◆ **Extract to read**:
If, as Shakespeare wrote in “The Tempest” “what’s past is prologue,” the dysfunctional family in Branden Jacobs-Jenkins’ “Appropriate” are in for a shuddering history lesson when they gather at a faded Arkansas plantation swarmed by clicking cicadas to address the estate of their late father.
As Jacobs-Jenkins warns at the outset of the play: “Light abandons us and a darkness replaces it.”
A buried secret with racist overtones is unearthed in “Appropriate,” a 2024 Tony Award winner for Best Revival of a Play. That Broadway production also earned a Tony for Sarah Paulson, who portrayed Toni of the play’s Lafayette family.

Having been conceived in part at the Vineyard Arts Project space on Martha’s Vineyard in 2011, Jacobs-Jenkins’ work premiered two years later at the now-bygone Humana Festival of New America Plays in Louisville and appeared a year after that Off Broadway.
“Appropriate” is now getting its San Diego premiere at the Old Globe under the direction of Steve H. Broadnax III.

Broadnax (“Thoughts of a Colored Man” on Broadway) directed Dave Harris’ “Everybody Black” at UC San Diego in 2019 and a reading of Keelay Gipson’s “The Red and the Black” as part of the Globe’s Powers New Voices Festival in 2022. He’s making his Globe full-production directorial debut with “Appropriate,” which he says “lies in the crossroads” between drama and dark comedy.
“That’s Branden Jacobs-Jenkins,” Broadnax said. “He turns expectation on its head. It’s definitely humorous, but this play is about how when you do not embrace or take ability for a family’s history or trauma, it will destroy the ties that bind in family.”

◆ **Written problem 1**:
Name every play title that appears in quotation marks in the article about the San Diego staging of "Appropriate," giving each title once.
The article and the listing that follows it come from unrelated sources.

◆ **Data for processing**:
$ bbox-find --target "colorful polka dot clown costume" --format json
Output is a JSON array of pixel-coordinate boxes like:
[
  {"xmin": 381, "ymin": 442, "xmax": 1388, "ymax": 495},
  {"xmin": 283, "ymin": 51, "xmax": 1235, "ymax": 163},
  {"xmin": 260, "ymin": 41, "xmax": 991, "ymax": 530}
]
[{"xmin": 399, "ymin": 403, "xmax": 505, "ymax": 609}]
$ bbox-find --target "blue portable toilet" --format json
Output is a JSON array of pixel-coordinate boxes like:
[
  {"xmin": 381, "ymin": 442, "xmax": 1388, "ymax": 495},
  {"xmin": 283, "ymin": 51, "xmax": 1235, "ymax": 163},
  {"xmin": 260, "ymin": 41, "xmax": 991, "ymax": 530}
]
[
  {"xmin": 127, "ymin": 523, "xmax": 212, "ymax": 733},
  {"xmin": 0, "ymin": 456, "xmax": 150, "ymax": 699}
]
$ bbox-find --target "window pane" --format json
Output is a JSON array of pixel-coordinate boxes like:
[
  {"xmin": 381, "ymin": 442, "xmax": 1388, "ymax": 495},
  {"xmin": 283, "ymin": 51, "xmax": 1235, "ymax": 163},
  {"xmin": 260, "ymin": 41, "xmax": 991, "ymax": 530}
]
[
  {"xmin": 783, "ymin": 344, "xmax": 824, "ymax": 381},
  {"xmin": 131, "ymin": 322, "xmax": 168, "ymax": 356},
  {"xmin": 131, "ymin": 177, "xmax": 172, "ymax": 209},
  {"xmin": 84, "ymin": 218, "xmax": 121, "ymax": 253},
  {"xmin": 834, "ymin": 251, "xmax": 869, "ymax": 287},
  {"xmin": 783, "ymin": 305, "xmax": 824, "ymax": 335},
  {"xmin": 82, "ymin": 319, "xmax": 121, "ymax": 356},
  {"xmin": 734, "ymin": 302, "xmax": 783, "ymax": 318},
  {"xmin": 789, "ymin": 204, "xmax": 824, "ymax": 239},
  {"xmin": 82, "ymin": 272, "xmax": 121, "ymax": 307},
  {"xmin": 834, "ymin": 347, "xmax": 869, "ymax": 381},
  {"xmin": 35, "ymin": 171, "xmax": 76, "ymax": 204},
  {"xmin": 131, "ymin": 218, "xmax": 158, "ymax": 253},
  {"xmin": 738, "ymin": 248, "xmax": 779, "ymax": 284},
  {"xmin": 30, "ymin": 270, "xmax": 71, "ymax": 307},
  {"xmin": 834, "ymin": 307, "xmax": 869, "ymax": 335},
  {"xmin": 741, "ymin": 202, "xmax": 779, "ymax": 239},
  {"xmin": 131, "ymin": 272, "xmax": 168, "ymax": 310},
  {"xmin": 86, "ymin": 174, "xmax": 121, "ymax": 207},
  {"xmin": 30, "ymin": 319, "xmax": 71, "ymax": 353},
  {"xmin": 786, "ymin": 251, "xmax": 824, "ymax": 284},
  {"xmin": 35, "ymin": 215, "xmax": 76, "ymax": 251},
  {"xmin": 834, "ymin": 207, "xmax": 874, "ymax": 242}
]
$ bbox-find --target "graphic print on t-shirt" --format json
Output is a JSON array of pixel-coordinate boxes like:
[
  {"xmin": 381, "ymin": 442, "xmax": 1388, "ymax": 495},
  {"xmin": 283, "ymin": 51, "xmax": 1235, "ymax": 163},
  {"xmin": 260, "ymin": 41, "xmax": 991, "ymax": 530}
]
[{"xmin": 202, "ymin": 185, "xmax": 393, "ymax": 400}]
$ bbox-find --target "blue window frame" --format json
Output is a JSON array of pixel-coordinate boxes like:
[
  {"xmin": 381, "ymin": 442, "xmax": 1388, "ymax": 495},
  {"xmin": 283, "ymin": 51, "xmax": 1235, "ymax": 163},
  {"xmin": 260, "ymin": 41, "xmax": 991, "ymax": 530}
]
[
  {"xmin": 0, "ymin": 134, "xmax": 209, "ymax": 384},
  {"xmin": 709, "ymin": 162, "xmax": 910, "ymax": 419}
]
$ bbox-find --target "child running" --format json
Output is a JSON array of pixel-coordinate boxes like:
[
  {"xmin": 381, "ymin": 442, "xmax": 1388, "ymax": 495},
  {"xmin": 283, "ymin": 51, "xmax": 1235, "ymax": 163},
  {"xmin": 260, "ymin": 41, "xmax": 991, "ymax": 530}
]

◆ **Written problem 2**:
Pick out each line of the listing that contains the string "target". Case counts.

◆ **Full response 1**:
The Tempest
Appropriate
Thoughts of a Colored Man
Everybody Black
The Red and the Black

◆ **Full response 2**:
$ bbox-find --target "colorful polka dot clown costume" --format json
$ bbox-find --target "blue portable toilet" --format json
$ bbox-find --target "window pane" --format json
$ bbox-find --target "graphic print on t-shirt" --format json
$ bbox-find --target "blue window frame" --format json
$ bbox-find --target "child running" --format json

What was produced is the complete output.